__Aim of the exercise__: Find the line with "Keypoint placement rule: for each instance of the cumulus" in the data below. Repeat it and every line after it up to the end, exactly, but drop the pictures.

[Image point annotation entries]

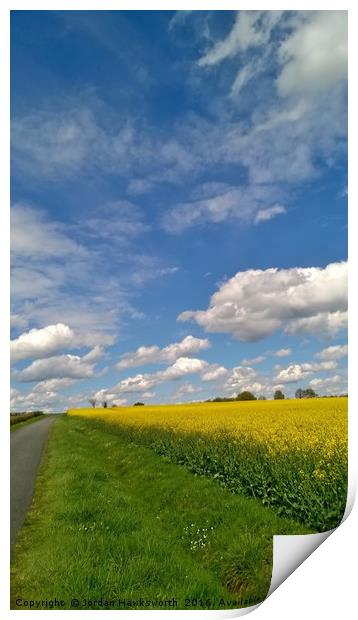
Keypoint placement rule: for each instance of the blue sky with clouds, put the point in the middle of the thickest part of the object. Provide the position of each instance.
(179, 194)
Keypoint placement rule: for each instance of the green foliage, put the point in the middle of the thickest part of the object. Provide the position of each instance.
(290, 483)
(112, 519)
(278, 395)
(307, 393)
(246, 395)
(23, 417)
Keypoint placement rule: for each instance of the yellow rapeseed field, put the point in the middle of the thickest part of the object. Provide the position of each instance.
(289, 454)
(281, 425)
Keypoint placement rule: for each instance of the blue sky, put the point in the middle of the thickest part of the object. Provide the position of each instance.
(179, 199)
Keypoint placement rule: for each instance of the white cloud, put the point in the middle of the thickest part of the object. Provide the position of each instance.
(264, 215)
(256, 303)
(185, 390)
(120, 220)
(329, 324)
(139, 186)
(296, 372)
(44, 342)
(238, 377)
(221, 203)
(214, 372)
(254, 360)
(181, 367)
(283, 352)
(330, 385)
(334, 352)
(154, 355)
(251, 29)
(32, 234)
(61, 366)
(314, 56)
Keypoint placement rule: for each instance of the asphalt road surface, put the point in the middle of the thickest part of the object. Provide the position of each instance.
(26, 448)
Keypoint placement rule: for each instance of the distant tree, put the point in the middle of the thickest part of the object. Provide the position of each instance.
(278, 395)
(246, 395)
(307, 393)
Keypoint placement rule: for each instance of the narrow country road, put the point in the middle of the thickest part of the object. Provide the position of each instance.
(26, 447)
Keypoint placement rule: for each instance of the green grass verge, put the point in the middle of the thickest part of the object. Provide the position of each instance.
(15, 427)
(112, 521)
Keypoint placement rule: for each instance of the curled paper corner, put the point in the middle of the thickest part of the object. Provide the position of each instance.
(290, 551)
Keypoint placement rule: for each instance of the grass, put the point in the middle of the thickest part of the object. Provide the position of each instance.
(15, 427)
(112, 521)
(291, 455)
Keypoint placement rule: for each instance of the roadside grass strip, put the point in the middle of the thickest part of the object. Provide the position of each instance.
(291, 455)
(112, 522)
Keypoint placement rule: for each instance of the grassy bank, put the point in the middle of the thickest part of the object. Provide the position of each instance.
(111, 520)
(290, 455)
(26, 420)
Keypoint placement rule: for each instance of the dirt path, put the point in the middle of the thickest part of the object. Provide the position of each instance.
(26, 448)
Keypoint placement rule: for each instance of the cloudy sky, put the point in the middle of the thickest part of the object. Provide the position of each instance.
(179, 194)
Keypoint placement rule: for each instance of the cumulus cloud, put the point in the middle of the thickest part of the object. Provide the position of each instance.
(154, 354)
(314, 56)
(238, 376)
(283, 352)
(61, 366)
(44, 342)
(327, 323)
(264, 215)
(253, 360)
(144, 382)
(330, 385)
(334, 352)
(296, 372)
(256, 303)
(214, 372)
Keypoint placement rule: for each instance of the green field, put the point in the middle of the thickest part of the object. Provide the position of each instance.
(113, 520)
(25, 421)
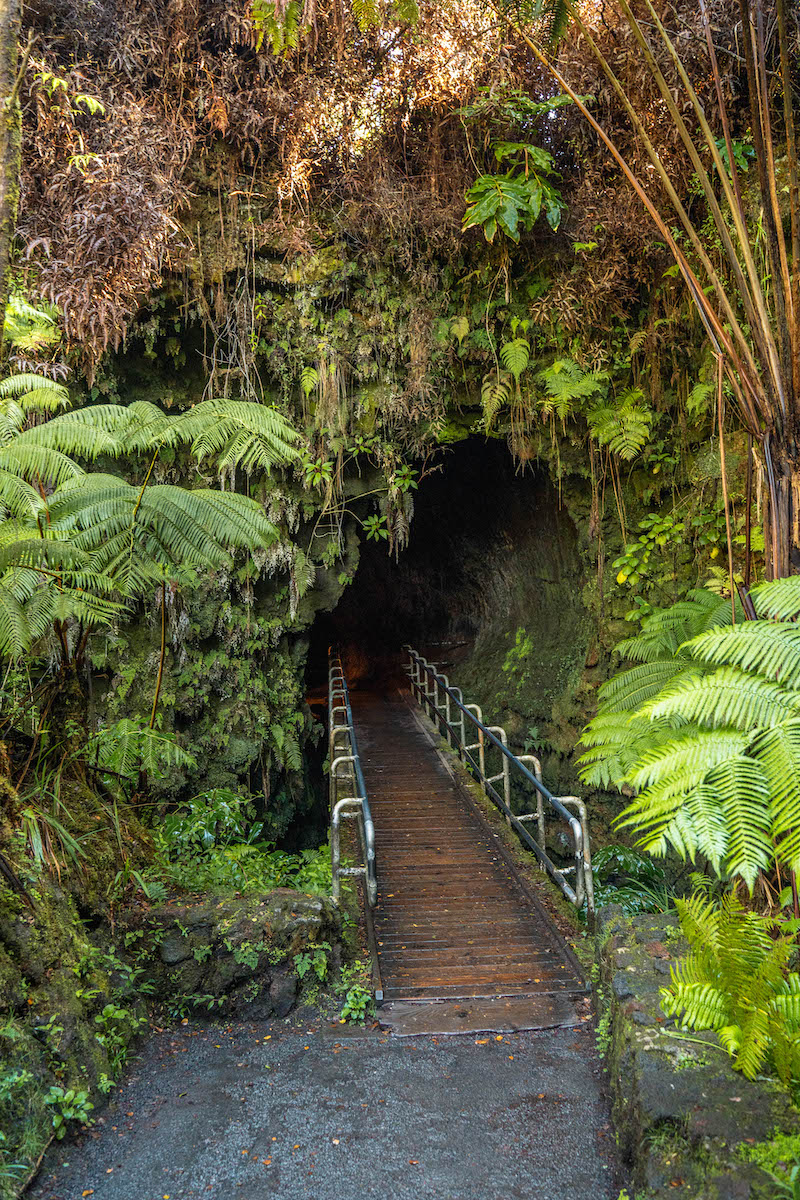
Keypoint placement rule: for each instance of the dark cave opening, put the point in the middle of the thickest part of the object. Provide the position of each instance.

__Written solution__:
Keypoint placement rule: for each instance of the cumulus cloud, put the point in the middle of the thickest part of the object. Provide the position of each instance.
(154, 354)
(314, 56)
(238, 376)
(283, 352)
(61, 366)
(44, 342)
(327, 323)
(264, 215)
(253, 360)
(144, 382)
(330, 385)
(334, 352)
(296, 372)
(256, 303)
(214, 372)
Keypoint placement rule: for each instance of the green field, put the point in the middle of the thickest part of the object. Provide the position of each instance.
(113, 520)
(25, 421)
Keypoint placement rule: for each instance of the dark cave opening, put the point in the middle of the thickest part of the object. Provide the position of each instance.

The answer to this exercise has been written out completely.